Supplied entries section start

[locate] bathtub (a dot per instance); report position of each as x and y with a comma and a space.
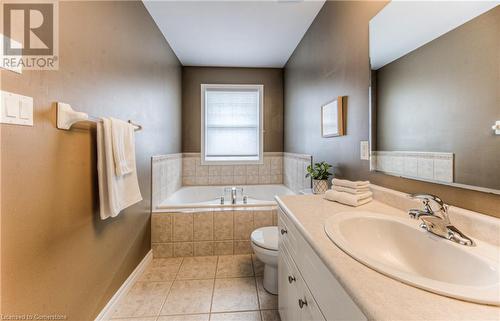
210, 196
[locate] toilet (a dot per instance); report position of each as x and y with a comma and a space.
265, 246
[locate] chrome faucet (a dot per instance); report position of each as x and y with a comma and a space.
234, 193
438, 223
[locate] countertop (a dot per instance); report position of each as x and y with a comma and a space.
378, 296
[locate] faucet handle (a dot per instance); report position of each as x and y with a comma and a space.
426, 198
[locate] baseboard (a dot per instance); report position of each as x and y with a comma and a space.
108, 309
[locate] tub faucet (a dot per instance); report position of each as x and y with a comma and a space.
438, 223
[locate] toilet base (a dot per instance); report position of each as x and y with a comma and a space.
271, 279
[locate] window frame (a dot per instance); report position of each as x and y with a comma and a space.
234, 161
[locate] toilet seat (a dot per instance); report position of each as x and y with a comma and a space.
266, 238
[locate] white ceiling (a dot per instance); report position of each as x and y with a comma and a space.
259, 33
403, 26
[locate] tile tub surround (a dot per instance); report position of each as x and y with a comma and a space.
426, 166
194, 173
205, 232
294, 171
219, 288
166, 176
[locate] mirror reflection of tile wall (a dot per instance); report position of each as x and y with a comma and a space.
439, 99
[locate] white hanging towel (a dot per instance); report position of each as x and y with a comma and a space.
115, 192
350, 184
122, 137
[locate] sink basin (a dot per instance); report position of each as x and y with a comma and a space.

Supplied entries section end

▸ **Exercise details**:
Now transcribe all the entries above exactly, so that no picture is carried over.

▸ **Task response**:
[locate] bathtub (a dot per instance); report position of each as x and y with a comma and a space.
210, 196
[locate] toilet (a dot per instance); report position of each as x and y with a comma and a space.
265, 246
[locate] chrome faucet (a dot per instance); report position of each as x and y with a comma and a space.
234, 193
438, 223
[locate] countertop (a dot per instance); report position of each as x and y with a comma and a space.
378, 296
[locate] faucet handle (a dot per instance); report position of each as x and y with a comma and a space.
426, 198
[locate] baseboard (a dot per instance); report position of each as x and y with a comma and a space.
108, 309
[locate] tub faucet (a dot per instance); report position of each as x and y with a comma and a space.
438, 223
[locate] toilet base (a dot per instance); report position of each as x and y with a comma and a space.
271, 279
[locate] window frame (a dot per instance); report position of each as x and y with a comma and a space.
234, 161
[locate] toilet seat (a dot per instance); report position of each as x and y with a comma and a space.
266, 238
[locate] white ceiling (a dot per instance); report position of each as x and y with a comma and a space.
259, 33
403, 26
[locate] tile tub surround (a dot per instance); report position of each as x and y with a comma and a space.
426, 166
194, 173
205, 232
294, 171
219, 288
166, 176
[locate] mirror reflection of tile wall (a dot per instance); report position of each as x and y with a comma and a space.
439, 99
[locate] white hanging towel (a dot per instance); report position of each as x and y with a comma and a space.
115, 192
350, 184
122, 137
[locate] sink basin (a dot per instance); report position of each as x and y with a comma and a space.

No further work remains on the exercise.